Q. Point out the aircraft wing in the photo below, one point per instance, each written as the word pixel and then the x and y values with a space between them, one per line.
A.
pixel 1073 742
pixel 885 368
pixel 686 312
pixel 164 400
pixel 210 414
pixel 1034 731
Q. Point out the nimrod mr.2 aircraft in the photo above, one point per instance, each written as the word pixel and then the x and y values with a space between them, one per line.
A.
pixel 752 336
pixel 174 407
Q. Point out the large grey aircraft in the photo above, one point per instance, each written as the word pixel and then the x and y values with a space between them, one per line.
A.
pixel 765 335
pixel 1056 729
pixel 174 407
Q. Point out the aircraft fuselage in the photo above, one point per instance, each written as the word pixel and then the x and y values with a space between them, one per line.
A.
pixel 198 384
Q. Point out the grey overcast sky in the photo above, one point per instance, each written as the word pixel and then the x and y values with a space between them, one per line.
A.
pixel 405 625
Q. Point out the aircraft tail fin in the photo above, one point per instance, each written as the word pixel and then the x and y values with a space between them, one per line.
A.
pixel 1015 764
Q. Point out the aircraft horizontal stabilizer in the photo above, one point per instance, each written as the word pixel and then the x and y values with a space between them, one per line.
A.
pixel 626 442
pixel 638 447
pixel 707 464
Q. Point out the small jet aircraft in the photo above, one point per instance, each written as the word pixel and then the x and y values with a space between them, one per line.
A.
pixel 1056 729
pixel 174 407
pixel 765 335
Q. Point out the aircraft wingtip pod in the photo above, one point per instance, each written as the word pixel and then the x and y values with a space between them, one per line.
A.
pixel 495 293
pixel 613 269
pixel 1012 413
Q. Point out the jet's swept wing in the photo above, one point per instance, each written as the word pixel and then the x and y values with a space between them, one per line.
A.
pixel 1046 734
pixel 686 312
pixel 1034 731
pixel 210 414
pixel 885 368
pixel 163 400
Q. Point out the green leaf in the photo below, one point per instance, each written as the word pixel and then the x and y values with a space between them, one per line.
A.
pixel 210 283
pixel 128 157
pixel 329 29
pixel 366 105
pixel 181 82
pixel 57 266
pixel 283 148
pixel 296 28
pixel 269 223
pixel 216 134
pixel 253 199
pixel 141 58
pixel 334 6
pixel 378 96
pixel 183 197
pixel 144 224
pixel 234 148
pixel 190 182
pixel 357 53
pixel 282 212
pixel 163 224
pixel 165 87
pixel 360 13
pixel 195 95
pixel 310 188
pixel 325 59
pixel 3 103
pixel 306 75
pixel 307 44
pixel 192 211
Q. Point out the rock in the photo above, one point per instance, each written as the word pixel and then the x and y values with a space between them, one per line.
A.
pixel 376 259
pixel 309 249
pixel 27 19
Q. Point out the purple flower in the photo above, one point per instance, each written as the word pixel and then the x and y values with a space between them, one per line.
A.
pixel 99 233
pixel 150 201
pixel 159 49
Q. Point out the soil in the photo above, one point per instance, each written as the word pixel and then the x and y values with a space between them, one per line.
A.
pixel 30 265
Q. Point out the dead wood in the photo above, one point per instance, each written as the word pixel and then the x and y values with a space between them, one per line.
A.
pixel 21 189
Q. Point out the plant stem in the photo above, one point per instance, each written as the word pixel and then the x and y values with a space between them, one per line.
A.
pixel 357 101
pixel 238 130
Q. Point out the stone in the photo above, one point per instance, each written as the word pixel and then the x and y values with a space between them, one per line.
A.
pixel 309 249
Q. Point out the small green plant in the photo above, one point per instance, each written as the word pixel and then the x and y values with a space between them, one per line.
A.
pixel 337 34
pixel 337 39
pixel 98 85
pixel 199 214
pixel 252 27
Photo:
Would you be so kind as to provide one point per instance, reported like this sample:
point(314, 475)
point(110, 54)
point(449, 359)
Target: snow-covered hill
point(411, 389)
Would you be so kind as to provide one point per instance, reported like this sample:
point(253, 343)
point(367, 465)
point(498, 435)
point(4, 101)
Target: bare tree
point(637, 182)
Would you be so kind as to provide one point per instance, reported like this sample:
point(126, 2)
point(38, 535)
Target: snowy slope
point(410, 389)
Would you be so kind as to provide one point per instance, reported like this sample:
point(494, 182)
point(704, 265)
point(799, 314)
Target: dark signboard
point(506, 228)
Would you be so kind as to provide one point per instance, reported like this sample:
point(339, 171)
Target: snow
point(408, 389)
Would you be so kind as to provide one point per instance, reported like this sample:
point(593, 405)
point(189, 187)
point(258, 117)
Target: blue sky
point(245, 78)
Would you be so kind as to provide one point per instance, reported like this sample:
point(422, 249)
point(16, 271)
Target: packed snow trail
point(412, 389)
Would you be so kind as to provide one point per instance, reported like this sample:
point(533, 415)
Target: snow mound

* _What you are asked to do_: Rewrite the listing above as a JSON array of strings, with one string for each line and no blank lines.

* _Answer to the task_:
[
  "Q. Point out the aircraft wing in the photo below, one point per instance, each written as the word pixel and then the x and y values with a space between them, one per line.",
  "A.",
  "pixel 1073 742",
  "pixel 885 368",
  "pixel 686 312",
  "pixel 164 400",
  "pixel 210 414",
  "pixel 1034 731",
  "Q. Point out the nimrod mr.2 aircraft in the photo above, one point per instance, each written as the word pixel and then the x and y values with a space between them, one per line.",
  "A.",
  "pixel 752 336",
  "pixel 174 407",
  "Q. Point out the large grey aircraft in the photo above, one point per instance, each written as the word pixel and then the x and y values with a space between them, one per line.",
  "A.",
  "pixel 765 335",
  "pixel 1056 729",
  "pixel 174 407",
  "Q. Point out the aircraft fuselage in the photo above, one point per instance, each written as the word pixel and then the x and y values with a space between them, one per line.",
  "A.",
  "pixel 198 384",
  "Q. Point out the grey overcast sky in the photo above, one point per instance, each written as the word pixel and then the x and y values with a space between them, one per line.",
  "A.",
  "pixel 405 625",
  "Q. Point out the aircraft tail fin in the photo above, one point per instance, each written as the word pixel and then the x and y values with a space between them, one per line.",
  "A.",
  "pixel 1015 764",
  "Q. Point out the aircraft horizontal stabilizer in the photo above, one point per instance, each written as the word pixel and then the x and y values with a space between them, one per line.",
  "A.",
  "pixel 626 442",
  "pixel 638 447",
  "pixel 707 464",
  "Q. Point out the small jet aircraft in the photo above, one point per instance, each written as the word pixel and then the x and y values with a space between them, one per line.",
  "A.",
  "pixel 1056 729",
  "pixel 174 407",
  "pixel 765 335",
  "Q. Point out the aircraft wingtip pod in the photo above, one point per instance, each written as the word pixel and then the x and y values with a space between them, one per line.",
  "A.",
  "pixel 495 293",
  "pixel 613 269",
  "pixel 1012 413",
  "Q. Point out the jet's swept wing in the photo above, one point per instance, each written as the word pixel and then the x and y values with a space between them, one per line.",
  "A.",
  "pixel 1046 734",
  "pixel 686 312",
  "pixel 1034 731",
  "pixel 210 414",
  "pixel 885 368",
  "pixel 163 400",
  "Q. Point out the green leaf in the photo below, one point per instance, each written as the word pixel and then the x and y values with a space between them, one per line.",
  "A.",
  "pixel 210 283",
  "pixel 128 157",
  "pixel 329 29",
  "pixel 366 105",
  "pixel 181 82",
  "pixel 57 266",
  "pixel 283 148",
  "pixel 296 28",
  "pixel 269 223",
  "pixel 216 134",
  "pixel 253 199",
  "pixel 141 58",
  "pixel 334 6",
  "pixel 378 96",
  "pixel 183 197",
  "pixel 144 224",
  "pixel 234 148",
  "pixel 190 182",
  "pixel 357 53",
  "pixel 282 212",
  "pixel 163 224",
  "pixel 165 87",
  "pixel 360 13",
  "pixel 195 95",
  "pixel 310 188",
  "pixel 325 59",
  "pixel 3 103",
  "pixel 306 75",
  "pixel 307 44",
  "pixel 192 211",
  "Q. Point out the rock in the photo above, one point per instance, each written as the word pixel and then the x and y values with a space between them, one per line.",
  "A.",
  "pixel 376 259",
  "pixel 309 249",
  "pixel 27 19",
  "Q. Point out the purple flower in the photo above, one point per instance, each written as the word pixel and then the x and y values with a space between them, one per line.",
  "A.",
  "pixel 99 233",
  "pixel 150 201",
  "pixel 159 49",
  "Q. Point out the soil in the photo above, one point per instance, each written as the word pixel and then the x and y values with a space between them, one per line.",
  "A.",
  "pixel 30 265",
  "Q. Point out the dead wood in the photo above, one point per instance, each written as the word pixel and then the x and y values with a space between them, one per line.",
  "A.",
  "pixel 21 189",
  "Q. Point out the plant stem in the photo above, one point per instance, each written as the word pixel and then the x and y values with a space between them, one per line.",
  "A.",
  "pixel 357 101",
  "pixel 238 130",
  "Q. Point out the stone in the photo above, one point per instance, each written as the word pixel and then the x and y values with a space between them, one per line.",
  "A.",
  "pixel 309 249",
  "Q. Point out the small green plant in the photo above, one point per instance, each written as the word pixel and then the x and y values with a space between them, one per line.",
  "A.",
  "pixel 337 34",
  "pixel 337 39",
  "pixel 98 85",
  "pixel 199 214",
  "pixel 252 27",
  "Photo:",
  "Would you be so kind as to provide one point per instance, reported like this sample:",
  "point(314, 475)",
  "point(110, 54)",
  "point(449, 359)",
  "Target: snow-covered hill",
  "point(411, 389)",
  "Would you be so kind as to provide one point per instance, reported like this sample:",
  "point(253, 343)",
  "point(367, 465)",
  "point(498, 435)",
  "point(4, 101)",
  "Target: bare tree",
  "point(637, 182)",
  "Would you be so kind as to provide one point per instance, reported like this sample:",
  "point(126, 2)",
  "point(38, 535)",
  "Target: snowy slope",
  "point(410, 389)",
  "Would you be so kind as to provide one point per instance, reported like this sample:",
  "point(494, 182)",
  "point(704, 265)",
  "point(799, 314)",
  "Target: dark signboard",
  "point(506, 228)",
  "Would you be so kind as to provide one point per instance, reported like this sample:",
  "point(339, 171)",
  "Target: snow",
  "point(408, 389)",
  "Would you be so kind as to provide one point per instance, reported like this sample:",
  "point(593, 405)",
  "point(189, 187)",
  "point(258, 117)",
  "Target: blue sky",
  "point(245, 78)",
  "Would you be so kind as to provide one point per instance, reported like this sample:",
  "point(422, 249)",
  "point(16, 271)",
  "Target: packed snow trail",
  "point(412, 389)",
  "Would you be so kind as to provide one point per instance, reported like this sample:",
  "point(533, 415)",
  "Target: snow mound"
]